**Exercise objective**
Give back all of the data exactly, with every picture omitted.

**Available records**
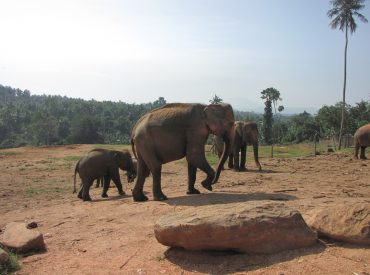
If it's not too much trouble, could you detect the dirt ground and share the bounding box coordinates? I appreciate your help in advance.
[0,144,369,275]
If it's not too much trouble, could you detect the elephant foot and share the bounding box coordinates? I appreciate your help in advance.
[232,168,240,172]
[153,193,168,201]
[201,180,212,191]
[77,193,83,199]
[187,188,200,195]
[83,196,92,201]
[101,193,108,198]
[133,192,149,202]
[239,167,247,172]
[118,190,126,196]
[258,165,262,171]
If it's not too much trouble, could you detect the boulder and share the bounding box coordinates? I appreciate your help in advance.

**Worked solution**
If it's not too much trouble, could you detect the dirt ground and share the bounding box coordinates? I appreciate your help in advance.
[0,144,369,275]
If it's not too much trouble, could you detect the elephant foot and share the bounding box coordinates? I appreciate your help in advance.
[232,168,240,172]
[153,193,168,201]
[201,180,212,191]
[77,193,83,199]
[187,188,200,195]
[83,196,92,201]
[101,193,108,198]
[133,192,149,202]
[239,167,247,172]
[118,190,126,196]
[258,165,262,171]
If it's not too much trouble, could you detect the boulder and share the bounding box coordinates? I appreciate your help in advance.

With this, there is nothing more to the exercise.